__Written request__
Which web addresses does the text-layout glossary point readers to? List each address once.

__Quoted passage__
— BEGIN —
This document provides definitions to various terms related to text processing layout.
| Advance Advance width |
Advance width refers to the distance from
the beginning of one character on a printed display to the beginning of
the next character on the display. |
| Analysis | An analysis is a Microsoft term (though
not a Microsoft concept) which describes the properties of a run of
text. In particular, it is used to store information regarding the
bidirectional embedding levels of a run of text. A first step in the
text layout pipeline is to take a paragraph and identify runs of like
directionality and embedding level. An analysis stores this information. See http://www.unicode.org/reports/tr9/ |
| Ascent |
The ascent of a glyph is the distance from the base line to the
topmost portion of the glyph. The ascent of a font is the distance from
the baseline to the topmost portion of any glyph. See Descent. See http://en.wikipedia.org/wiki/Typeface for some related typographical concepts. |
| Baseline |
The baseline is the line upon which a string of text is drawn. For
horizontal text, it is at the bottom of the glyphs; for vertical text,
it goes through the center of glyphs. |
| Bidirectional Bidi |
Refers to text that when viewed flows in
two opposite directions, usually left-to-right and right-to-left. See http://en.wikipedia.org/wiki/Bi-directional_text See http://www.unicode.org/reports/tr9/ |
| Break | A point within text that is a natural splitting point. There are paragraph breaks which split paragraphs, line breaks which split lines, sentence breaks which split sentences, word breaks which split words, and charater breaks which split divisible characters. |
| Caps height | The height of capital letters in a font above the baseline, not including any diacritics that may be above them. |
| Character | A character is an atomic unit of a
written language. Consists of letters, Asian ideograms, numerals,
punctuation, etc. In computer systems, the term 'character' is somewhat
ambiguous. See http://en.wikipedia.org/wiki/Grapheme |
| Character set | A character set is an assignment of
glyphs to numerical values (e.g. A == 65). ASCII is a character set, as
is Chinese Big 5. Unicode specifies a single unified character set with
each character called a "code point." See http://en.wikipedia.org/wiki/Character_encoding |
| ClearType | ClearType is the name of a Microsoft technology used to improve the appearance of text drawn on LCD displays. It works by using the individual red, green, and blue components of an LCD screen pixel as if they were independent pixels. |
| Cluster | A cluster is a contiguous set of characters that combine together in a single glyph cell and are considered one indivisible unit. A simple example is the cluster of a and ` together as à. Complex scripts have more complex examples. |
| Condensed Type | A narrower version of the normal width of a typeface. For example, Arial Narrow is a condensed variation of Arial. |
| Code page |
A code page is for all practical purposes the same as a character set.
— END —
__Data lines__
— BEGIN —
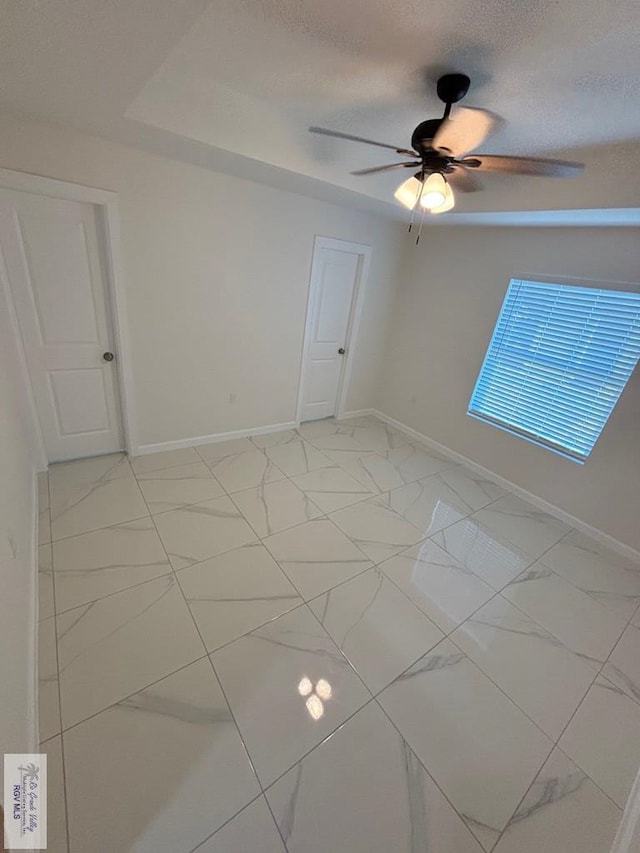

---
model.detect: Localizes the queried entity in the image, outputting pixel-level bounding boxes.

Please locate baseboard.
— END —
__Exercise response__
- http://www.unicode.org/reports/tr9/
- http://en.wikipedia.org/wiki/Typeface
- http://en.wikipedia.org/wiki/Bi-directional_text
- http://en.wikipedia.org/wiki/Grapheme
- http://en.wikipedia.org/wiki/Character_encoding